─── Eingabedaten
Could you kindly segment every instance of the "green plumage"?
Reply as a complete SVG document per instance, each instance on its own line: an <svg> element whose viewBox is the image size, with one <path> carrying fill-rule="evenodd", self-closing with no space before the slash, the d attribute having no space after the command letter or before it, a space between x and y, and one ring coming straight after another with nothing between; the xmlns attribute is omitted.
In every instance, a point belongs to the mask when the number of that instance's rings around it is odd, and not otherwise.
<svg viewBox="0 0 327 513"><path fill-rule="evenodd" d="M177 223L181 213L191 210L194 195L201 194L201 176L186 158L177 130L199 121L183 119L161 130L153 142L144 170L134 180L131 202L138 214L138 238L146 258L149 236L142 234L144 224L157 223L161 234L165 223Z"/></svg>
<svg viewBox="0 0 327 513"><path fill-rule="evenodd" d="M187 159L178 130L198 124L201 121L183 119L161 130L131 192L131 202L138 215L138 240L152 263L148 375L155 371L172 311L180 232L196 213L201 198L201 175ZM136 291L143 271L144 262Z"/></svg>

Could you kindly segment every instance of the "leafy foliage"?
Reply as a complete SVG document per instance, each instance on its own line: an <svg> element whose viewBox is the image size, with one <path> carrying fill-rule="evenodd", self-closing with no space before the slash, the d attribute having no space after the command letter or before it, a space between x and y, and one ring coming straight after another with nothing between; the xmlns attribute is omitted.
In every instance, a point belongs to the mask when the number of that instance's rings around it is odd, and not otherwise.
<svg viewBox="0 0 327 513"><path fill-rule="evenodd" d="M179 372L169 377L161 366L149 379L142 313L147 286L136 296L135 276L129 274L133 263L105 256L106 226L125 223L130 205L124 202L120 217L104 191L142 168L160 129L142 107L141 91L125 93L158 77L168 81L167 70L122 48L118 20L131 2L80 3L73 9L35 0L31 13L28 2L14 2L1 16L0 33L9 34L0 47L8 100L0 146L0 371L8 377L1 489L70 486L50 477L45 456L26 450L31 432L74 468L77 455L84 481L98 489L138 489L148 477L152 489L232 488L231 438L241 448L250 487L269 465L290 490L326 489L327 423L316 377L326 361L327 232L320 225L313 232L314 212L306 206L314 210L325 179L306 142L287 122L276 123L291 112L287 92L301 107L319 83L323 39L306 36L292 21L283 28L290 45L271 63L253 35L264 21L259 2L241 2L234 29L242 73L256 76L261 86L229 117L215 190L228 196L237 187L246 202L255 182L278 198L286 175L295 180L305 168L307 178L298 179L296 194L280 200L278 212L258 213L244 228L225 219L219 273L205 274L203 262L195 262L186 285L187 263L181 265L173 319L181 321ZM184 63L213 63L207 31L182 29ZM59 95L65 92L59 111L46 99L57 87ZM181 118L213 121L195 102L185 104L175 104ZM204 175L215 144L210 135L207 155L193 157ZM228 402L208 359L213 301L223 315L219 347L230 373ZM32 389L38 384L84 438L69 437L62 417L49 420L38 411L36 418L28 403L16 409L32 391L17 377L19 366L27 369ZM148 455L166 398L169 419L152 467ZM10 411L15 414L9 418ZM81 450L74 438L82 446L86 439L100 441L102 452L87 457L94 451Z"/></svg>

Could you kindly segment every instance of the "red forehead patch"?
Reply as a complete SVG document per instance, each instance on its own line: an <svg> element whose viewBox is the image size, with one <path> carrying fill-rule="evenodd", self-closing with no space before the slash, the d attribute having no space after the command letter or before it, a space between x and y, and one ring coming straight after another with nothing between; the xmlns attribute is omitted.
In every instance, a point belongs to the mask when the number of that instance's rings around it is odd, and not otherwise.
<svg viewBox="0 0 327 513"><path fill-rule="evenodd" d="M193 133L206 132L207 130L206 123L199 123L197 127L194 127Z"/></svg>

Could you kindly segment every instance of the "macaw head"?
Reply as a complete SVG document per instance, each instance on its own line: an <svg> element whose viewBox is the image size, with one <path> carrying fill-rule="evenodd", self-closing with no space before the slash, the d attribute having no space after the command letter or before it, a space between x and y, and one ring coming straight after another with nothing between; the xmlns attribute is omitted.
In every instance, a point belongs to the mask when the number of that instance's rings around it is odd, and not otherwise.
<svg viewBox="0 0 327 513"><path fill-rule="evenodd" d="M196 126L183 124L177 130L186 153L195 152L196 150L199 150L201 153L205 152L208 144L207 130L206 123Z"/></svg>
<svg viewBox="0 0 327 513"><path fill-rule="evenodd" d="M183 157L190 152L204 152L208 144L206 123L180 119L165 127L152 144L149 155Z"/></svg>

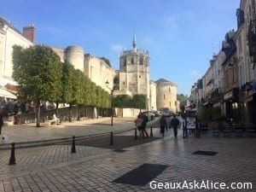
──────
Ziel der Aufgabe: Benenne in allen Datensätzen „rings“ in „loops“ um und gib die Zeilen ansonsten unverändert wieder. Lass die Bilder in der Antwort weg.

Lösung:
Could you kindly segment every instance of the "green plumage"?
Reply as a complete SVG document per instance, each instance on its own line: an <svg> element whose viewBox is the image size, with one <path> carrying fill-rule="evenodd", self-closing with no space before the slash, the d attribute having no space after the command letter or before it, a space between x and y, and one ring coming straight after another with nothing between; the xmlns attribute is omitted.
In every instance, a point belongs to the mask when the number of that instance's loops around it is odd, and not otherwise.
<svg viewBox="0 0 327 513"><path fill-rule="evenodd" d="M177 223L181 213L191 210L194 195L201 194L201 176L186 158L177 130L199 121L183 119L161 130L153 142L144 170L134 180L131 202L138 214L138 238L146 258L149 236L142 234L144 224L157 223L161 234L165 223Z"/></svg>
<svg viewBox="0 0 327 513"><path fill-rule="evenodd" d="M187 159L178 130L198 124L201 121L183 119L161 130L131 192L131 202L138 215L138 240L152 263L148 375L155 371L172 311L180 232L196 213L201 198L201 175ZM136 291L143 271L144 262Z"/></svg>

Could you kindly segment every instance of the "leafy foliage"?
Reply as a complete SVG document per instance, each instance on its own line: an <svg> element whose viewBox is the image size, with one <path> carrying fill-rule="evenodd", self-closing with no space before the slash, the d attribute having no space after the command letter or before it, a space between x and y, and one ring coming straight after another with nothing between; the xmlns attribute is omitted.
In every instance, a point belongs to the mask when the number of that instance's loops around it is odd, and not otherwise.
<svg viewBox="0 0 327 513"><path fill-rule="evenodd" d="M179 372L169 377L161 366L149 379L142 313L147 286L136 296L135 276L129 274L133 263L105 256L106 226L125 223L130 205L124 202L120 217L104 191L142 168L160 129L142 107L141 91L125 93L158 77L168 81L167 70L122 48L118 20L131 2L80 3L73 9L35 0L31 13L28 2L14 2L1 16L0 33L9 34L0 47L8 100L0 146L0 371L8 377L1 489L70 486L50 477L45 456L26 450L31 432L74 468L77 455L84 481L98 489L138 489L148 477L152 489L232 488L231 438L241 448L250 487L269 465L290 490L326 489L327 423L316 377L326 361L327 232L320 225L313 232L314 212L306 206L314 210L325 179L306 142L287 122L276 123L291 112L287 92L301 107L319 83L323 39L306 36L292 21L283 28L290 45L271 63L253 35L264 21L259 2L241 2L234 29L242 73L256 76L261 86L229 117L215 190L228 196L237 187L246 202L255 182L278 198L286 175L295 180L305 168L307 178L298 179L296 194L280 200L278 212L258 213L244 228L225 219L219 273L205 274L203 262L195 262L186 285L187 263L181 265L173 319L181 321ZM184 63L213 63L207 31L182 29ZM59 95L65 92L59 111L46 99L57 87ZM181 118L213 121L195 102L185 104L175 104ZM204 175L215 144L210 135L207 155L193 157ZM228 402L208 359L213 301L223 315L219 347L230 373ZM32 389L38 384L84 438L69 437L62 417L49 420L38 411L36 418L28 403L16 409L32 391L17 377L19 366L27 369ZM148 455L166 398L169 419L152 467ZM10 411L15 414L9 418ZM81 450L74 438L82 446L86 439L100 441L102 452L87 457L94 451Z"/></svg>

Could you kindly segment every instance of the "red forehead patch"?
Reply as a complete SVG document per instance, each instance on its own line: an <svg> element whose viewBox is the image size, with one <path> carrying fill-rule="evenodd", self-closing with no space before the slash, the d attribute having no space after the command letter or before it, a space between x and y, and one ring coming straight after another with nothing between; the xmlns attribute is omitted.
In every instance, a point belongs to the mask when the number of that instance's loops around it is odd, and not otherwise.
<svg viewBox="0 0 327 513"><path fill-rule="evenodd" d="M193 133L206 132L207 130L206 123L199 123L197 127L194 127Z"/></svg>

Could you kindly segment every instance of the "macaw head"?
Reply as a complete SVG document per instance, each instance on its own line: an <svg> element whose viewBox is the image size, with one <path> carrying fill-rule="evenodd", self-closing with no space before the slash, the d attribute having no space after the command letter or before it, a space between x and y, and one ring coming straight after another with nothing between; the xmlns attribute is omitted.
In every instance, a point belongs to the mask when the number of that instance's loops around it is odd, and not otherwise.
<svg viewBox="0 0 327 513"><path fill-rule="evenodd" d="M196 126L183 124L177 130L186 153L195 152L196 150L199 150L201 153L205 152L208 144L207 130L206 123Z"/></svg>
<svg viewBox="0 0 327 513"><path fill-rule="evenodd" d="M183 157L190 152L204 152L208 144L206 123L180 119L165 127L152 144L149 155Z"/></svg>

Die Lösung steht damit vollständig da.